--- START ---

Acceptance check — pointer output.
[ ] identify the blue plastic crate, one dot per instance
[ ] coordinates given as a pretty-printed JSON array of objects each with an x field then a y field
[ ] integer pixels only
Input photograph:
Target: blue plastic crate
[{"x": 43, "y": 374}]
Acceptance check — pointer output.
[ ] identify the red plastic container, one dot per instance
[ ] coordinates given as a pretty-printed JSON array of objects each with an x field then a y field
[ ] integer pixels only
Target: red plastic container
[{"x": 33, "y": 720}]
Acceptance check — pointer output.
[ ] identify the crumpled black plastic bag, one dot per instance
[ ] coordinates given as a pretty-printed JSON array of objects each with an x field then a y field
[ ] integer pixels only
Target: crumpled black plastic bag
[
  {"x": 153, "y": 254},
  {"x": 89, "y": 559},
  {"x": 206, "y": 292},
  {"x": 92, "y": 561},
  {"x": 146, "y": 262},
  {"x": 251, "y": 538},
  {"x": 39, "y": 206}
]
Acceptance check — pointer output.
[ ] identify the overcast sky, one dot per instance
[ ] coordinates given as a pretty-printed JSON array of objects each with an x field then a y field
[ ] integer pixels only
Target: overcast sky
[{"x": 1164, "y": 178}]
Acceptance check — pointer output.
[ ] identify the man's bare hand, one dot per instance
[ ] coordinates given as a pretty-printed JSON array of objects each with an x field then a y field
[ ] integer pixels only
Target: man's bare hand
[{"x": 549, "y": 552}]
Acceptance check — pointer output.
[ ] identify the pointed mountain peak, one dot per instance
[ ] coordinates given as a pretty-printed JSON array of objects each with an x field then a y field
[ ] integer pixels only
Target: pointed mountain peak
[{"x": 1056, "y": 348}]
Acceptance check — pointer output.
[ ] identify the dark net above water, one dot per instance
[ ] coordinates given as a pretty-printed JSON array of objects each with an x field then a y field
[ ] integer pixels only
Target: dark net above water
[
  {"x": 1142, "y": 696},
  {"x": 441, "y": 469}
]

--- END ---

From the records above, extract everything verbatim.

Acceptance check — pointer output.
[ ] identify the blue plastic crate, one dot per instance
[ ] coordinates given as a pretty-printed JSON array of objects each with an x field then a y field
[ ] integer pixels only
Input photograph:
Target: blue plastic crate
[{"x": 43, "y": 374}]
Acceptance check — pointer output.
[ ] identify the red plastic container, one dot per instance
[ ] coordinates given as a pretty-printed JSON array of objects each with an x field then a y field
[ ] integer pixels only
Target: red plastic container
[{"x": 33, "y": 720}]
Acceptance check — pointer output.
[ ] identify the crumpled black plastic bag, one dot per instance
[ ] coordinates given as a pretty-printed JSON array of objects each with an x field then a y field
[ ] integer pixels only
Target: crumpled black plastic bag
[
  {"x": 153, "y": 254},
  {"x": 89, "y": 559},
  {"x": 206, "y": 292},
  {"x": 92, "y": 561},
  {"x": 146, "y": 262},
  {"x": 251, "y": 538},
  {"x": 39, "y": 206}
]
Acceptance check — pointer output.
[ ] identify the overcast sky, one dot per instance
[ ] coordinates given as a pretty-printed JSON array of objects each with an x field then a y field
[ ] integer pixels only
Target: overcast sky
[{"x": 1164, "y": 178}]
Acceptance check — pointer output.
[ ] identify the man's bare hand, one dot per instance
[ ] coordinates given as a pretty-printed JSON array of objects each with an x field then a y field
[ ] integer pixels only
Target: man's bare hand
[{"x": 549, "y": 552}]
Acceptance check — pointer output.
[ ] identify the pointed mountain peak, one dot per instance
[ ] coordinates given as a pretty-printed JSON array of objects each with an x field then a y field
[ ] integer pixels only
Target: pointed mountain peak
[{"x": 1056, "y": 348}]
Acceptance check — pointer output.
[ ] identify the dark net above water, one dot per instance
[ ] coordinates given as a pretty-printed JSON array of objects each with an x field then a y field
[ ] integer pixels only
Target: dark net above water
[
  {"x": 1142, "y": 696},
  {"x": 441, "y": 469}
]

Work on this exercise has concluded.